> [Challenges]
(A) From the Corporate Transparency Act excerpt, copy word for word the passage that begins with "- Time Costs: Reporting" and ends after "almost three hours.".
(B) In the Corporate Transparency Act excerpt, what are the headings of the anticipated effects and potential burdens on businesses? List all of them.

> [Text excerpt]

——

Reporting companies will be able to file online using a to-be-determined system and form. They can also hire a third party, such as a law firm, to file on their behalf. However, parent companies cannot file a single report on behalf of themselves and their subsidiaries. As a reminder, the mock-up available above is based on preliminary information, and is only provided to demonstrate the type of questions that will need to be answered.
11. How Will FinCEN Keep My Beneficial Ownership Information Safe?
Because of the personal nature of the information contained in BOI reports, it’s understandable that business owners who value their privacy and security might be worried about what will be done with these filings. In addition to other measures still in the planning stages, FinCEN plans on storing BOI reports in a confidential database not available to the public, although hacks and data breaches are always a possibility.
Federal, State, local, Tribal, and qualifying foreign officials will be able to access BOI as a part of national security, intelligence, and law enforcement matters. Financial institutions and their regulators will also be able to access this data with the reporting company’s consent under certain circumstances.
12. What Should Be Done if There Are Changes to a Company’s Exemption Status or Beneficial Owners?
Companies have 30 calendar days to report changes to exemption status after filing their initial report, whether that status is lost or gained. If there are changes to a company’s beneficial ownership after its initial filing, however, then it has one year to file a new report reflecting these updates.
13. How Will This Impact My Business?
While the full impact of the Corporate Transparency Act’s requirements for business owners can’t be known for sure just yet, some anticipated effects and potential burdens include:
- Compliance and Reporting Obligations: Complying with the new requirements to collect, maintain, and report information will take notable effort on the part of the reporting company, and may call for updating internal processes, systems, and policies.
- Financial Costs: FinCEN estimates that businesses could need to spend anywhere from $85.14 to as much as $2,614.87 to stay compliant, depending on the complexity of their operations.
- Time Costs: Reporting companies should be sure to allocate enough time to collect and file their information. Again depending on the business’s complexity, FinCEN expects the initial filing to take between an hour and a half to ten hours to compile and complete, while corrected filings will likely take between an average of 40 minutes to almost three hours.
- Enhanced Transparency: The Corporate Transparency Act is likely an end to privacy as we know it for certain entities, which will be a harsh blow to business owners who wish to stay anonymous for entirely legitimate and legal reasons. It could even invite increased scrutiny from law enforcement agencies, financial institutions, and others.
- More Secure Relationships: If the Corporate Transparency Act is successful in its aims at deterring financial crimes and illicit activities, then it could lead to better, more secure, and more reliable relationships between legitimate business entities. It could also make the overall business environment in the United States safer and more trustworthy by reducing the risk of associating with money launderers or other nefarious parties.

——

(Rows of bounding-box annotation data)

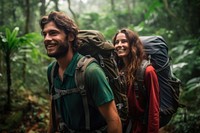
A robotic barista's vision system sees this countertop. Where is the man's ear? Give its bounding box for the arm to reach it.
[68,33,74,42]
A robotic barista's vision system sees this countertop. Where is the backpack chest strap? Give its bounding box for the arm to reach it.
[52,88,85,100]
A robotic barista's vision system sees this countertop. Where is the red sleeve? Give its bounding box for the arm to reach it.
[144,66,160,133]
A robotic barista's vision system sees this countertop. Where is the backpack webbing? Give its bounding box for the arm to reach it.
[51,56,96,130]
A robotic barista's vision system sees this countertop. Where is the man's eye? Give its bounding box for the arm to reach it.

——

> [Per-task answers]
(A)
- Time Costs: Reporting companies should be sure to allocate enough time to collect and file their information. Again depending on the business’s complexity, FinCEN expects the initial filing to take between an hour and a half to ten hours to compile and complete, while corrected filings will likely take between an average of 40 minutes to almost three hours.

(B)
- Compliance and Reporting Obligations
- Financial Costs
- Time Costs
- Enhanced Transparency
- More Secure Relationships